Retype the rows below, from the line containing "[locate] the blurred" through the line containing "x=186, y=572", with both of those lines included.

▬▬▬

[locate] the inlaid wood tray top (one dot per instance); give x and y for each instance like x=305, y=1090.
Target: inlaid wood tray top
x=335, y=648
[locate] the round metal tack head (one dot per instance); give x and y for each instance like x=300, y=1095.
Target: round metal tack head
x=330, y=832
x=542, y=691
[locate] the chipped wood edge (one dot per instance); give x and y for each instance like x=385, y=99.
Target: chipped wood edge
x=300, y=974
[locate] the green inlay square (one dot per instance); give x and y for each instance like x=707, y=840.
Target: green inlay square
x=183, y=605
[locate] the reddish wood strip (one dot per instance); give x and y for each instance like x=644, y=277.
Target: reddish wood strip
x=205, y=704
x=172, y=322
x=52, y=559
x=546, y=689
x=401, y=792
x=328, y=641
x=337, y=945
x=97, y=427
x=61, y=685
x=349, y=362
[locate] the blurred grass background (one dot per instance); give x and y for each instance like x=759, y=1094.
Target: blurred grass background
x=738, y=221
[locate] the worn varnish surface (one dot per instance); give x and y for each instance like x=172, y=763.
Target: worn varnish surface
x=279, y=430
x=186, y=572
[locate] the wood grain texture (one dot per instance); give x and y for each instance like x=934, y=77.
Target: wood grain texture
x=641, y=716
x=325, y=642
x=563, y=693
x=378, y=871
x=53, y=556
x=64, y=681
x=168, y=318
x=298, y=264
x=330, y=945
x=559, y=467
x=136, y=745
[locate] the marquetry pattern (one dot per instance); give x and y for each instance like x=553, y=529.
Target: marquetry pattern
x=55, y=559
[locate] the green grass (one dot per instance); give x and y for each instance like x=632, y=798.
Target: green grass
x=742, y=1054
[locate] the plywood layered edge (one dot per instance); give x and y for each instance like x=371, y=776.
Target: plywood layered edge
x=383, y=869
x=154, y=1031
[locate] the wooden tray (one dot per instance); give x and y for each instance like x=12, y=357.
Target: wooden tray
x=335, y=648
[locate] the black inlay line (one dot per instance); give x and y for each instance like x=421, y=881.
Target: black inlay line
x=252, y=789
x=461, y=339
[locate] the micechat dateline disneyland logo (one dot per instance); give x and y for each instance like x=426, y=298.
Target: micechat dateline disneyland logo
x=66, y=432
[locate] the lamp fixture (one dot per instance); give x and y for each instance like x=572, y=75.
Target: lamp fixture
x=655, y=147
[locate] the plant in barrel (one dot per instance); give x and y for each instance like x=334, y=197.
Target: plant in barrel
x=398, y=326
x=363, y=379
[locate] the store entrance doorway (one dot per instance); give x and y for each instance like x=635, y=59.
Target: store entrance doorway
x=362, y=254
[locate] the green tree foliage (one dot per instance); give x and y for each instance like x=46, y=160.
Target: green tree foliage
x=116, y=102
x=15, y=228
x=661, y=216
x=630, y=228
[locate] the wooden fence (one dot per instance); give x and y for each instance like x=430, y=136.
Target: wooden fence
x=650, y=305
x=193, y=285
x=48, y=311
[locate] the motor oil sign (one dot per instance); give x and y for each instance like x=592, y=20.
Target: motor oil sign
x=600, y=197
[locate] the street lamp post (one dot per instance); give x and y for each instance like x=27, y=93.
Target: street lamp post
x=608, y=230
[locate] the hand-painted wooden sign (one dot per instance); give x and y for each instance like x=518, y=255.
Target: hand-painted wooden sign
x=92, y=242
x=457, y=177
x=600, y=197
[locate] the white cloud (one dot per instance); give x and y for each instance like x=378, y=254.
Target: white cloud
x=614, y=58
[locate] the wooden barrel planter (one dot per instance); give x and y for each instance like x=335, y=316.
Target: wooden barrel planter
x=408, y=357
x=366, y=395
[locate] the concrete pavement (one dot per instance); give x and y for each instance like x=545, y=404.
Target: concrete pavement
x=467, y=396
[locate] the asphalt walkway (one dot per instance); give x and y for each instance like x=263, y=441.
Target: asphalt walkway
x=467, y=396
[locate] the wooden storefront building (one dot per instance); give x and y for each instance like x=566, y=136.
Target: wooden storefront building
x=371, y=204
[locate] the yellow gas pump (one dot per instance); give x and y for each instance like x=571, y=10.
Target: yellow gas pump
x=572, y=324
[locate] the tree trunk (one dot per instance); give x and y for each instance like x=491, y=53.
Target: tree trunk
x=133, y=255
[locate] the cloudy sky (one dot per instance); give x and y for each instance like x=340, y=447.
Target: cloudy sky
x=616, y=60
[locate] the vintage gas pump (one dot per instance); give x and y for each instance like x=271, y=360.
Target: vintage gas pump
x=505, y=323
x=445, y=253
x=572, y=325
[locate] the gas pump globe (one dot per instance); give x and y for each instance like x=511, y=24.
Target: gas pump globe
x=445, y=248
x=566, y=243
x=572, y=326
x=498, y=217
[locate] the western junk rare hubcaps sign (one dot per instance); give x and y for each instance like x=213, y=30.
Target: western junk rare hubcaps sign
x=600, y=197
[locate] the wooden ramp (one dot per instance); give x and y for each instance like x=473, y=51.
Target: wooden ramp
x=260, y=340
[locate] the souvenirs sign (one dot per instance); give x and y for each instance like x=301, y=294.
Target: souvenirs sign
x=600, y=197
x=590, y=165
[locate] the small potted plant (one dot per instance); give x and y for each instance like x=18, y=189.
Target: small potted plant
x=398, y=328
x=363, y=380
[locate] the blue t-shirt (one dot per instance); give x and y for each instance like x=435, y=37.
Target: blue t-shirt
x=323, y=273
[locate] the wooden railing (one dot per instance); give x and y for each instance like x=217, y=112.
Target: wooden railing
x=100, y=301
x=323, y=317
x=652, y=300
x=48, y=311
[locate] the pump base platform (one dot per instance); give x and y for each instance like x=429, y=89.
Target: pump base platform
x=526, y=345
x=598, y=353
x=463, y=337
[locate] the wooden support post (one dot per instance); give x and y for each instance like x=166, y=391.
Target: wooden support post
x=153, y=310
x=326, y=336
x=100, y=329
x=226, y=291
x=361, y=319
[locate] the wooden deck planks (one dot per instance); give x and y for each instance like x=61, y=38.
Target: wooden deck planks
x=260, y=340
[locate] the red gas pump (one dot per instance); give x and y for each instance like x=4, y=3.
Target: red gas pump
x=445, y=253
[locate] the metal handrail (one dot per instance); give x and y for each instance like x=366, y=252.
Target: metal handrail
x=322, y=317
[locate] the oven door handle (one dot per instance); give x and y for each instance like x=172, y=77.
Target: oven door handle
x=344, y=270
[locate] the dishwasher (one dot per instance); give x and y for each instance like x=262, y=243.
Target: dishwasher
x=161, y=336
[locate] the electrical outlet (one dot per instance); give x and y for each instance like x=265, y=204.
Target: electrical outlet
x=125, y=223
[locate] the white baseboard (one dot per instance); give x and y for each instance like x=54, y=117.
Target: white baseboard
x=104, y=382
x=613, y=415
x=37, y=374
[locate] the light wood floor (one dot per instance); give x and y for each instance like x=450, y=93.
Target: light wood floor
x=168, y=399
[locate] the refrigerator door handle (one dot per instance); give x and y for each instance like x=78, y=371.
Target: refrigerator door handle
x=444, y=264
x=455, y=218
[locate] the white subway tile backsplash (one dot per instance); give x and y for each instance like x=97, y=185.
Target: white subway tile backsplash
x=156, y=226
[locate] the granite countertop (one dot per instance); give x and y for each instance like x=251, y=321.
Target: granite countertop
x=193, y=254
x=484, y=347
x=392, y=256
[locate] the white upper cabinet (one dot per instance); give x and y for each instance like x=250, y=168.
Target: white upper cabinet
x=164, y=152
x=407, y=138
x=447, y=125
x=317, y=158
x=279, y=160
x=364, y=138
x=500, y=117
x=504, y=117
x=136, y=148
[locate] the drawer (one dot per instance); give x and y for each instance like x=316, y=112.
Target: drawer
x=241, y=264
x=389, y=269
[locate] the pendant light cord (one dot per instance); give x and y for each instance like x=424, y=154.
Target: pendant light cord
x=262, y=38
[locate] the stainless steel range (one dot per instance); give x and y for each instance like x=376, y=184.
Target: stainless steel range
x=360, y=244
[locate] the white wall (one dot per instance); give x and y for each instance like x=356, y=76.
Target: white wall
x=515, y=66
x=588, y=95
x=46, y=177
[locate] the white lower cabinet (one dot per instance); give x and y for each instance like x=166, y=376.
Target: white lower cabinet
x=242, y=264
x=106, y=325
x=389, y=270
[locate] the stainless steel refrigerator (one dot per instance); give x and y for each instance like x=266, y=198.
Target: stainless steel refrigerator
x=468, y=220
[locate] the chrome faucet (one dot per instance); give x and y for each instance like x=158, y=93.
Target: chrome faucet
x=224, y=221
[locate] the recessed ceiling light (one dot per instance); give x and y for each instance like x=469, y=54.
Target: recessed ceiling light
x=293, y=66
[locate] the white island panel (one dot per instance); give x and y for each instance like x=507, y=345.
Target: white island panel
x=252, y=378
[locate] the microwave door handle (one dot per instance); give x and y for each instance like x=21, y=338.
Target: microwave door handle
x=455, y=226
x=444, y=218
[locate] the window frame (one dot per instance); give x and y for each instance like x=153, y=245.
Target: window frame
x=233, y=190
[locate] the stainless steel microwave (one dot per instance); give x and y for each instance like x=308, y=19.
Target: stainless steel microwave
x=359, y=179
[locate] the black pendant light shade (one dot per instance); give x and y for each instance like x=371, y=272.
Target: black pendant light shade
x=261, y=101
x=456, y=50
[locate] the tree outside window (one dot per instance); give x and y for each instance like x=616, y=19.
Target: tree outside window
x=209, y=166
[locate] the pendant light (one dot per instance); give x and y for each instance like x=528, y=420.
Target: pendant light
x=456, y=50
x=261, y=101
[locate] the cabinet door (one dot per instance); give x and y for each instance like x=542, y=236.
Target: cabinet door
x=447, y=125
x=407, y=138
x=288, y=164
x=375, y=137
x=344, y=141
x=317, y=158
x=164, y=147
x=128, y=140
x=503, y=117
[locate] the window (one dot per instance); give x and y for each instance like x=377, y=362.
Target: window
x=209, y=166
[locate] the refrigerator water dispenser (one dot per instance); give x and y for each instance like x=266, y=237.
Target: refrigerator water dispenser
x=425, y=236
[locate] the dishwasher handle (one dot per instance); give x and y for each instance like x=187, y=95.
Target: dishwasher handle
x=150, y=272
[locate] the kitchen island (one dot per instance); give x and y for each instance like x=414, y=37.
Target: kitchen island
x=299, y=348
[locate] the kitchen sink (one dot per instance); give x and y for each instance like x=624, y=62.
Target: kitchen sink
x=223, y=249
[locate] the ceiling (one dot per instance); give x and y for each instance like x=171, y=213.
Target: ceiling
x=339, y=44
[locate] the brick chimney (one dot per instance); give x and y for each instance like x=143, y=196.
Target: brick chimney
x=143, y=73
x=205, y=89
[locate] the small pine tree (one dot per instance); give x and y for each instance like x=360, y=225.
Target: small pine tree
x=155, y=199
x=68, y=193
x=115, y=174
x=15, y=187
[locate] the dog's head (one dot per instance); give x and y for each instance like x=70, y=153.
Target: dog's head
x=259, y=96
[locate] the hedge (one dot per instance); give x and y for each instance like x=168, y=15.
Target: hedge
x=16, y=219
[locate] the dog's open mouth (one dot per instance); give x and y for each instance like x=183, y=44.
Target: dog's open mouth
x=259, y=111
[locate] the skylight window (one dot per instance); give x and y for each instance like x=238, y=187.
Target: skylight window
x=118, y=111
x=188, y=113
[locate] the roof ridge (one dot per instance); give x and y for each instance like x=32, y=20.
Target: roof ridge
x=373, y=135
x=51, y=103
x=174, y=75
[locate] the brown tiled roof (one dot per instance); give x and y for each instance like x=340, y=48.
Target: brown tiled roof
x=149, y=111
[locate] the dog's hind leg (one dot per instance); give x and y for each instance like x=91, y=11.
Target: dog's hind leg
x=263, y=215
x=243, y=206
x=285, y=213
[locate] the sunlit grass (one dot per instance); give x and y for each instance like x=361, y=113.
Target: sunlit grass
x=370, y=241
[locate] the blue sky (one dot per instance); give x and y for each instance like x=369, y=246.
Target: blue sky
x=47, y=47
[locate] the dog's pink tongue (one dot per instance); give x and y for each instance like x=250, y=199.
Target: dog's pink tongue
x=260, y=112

▬▬▬

Solution to this exercise:
[locate] the blurred grass background (one dot per instance); give x and y for each instance like x=759, y=1094.
Target: blurred grass background
x=738, y=221
[locate] the worn varnish surface (one dot per instance); give x and y for each instance like x=172, y=763.
Target: worn varnish surface
x=279, y=430
x=186, y=572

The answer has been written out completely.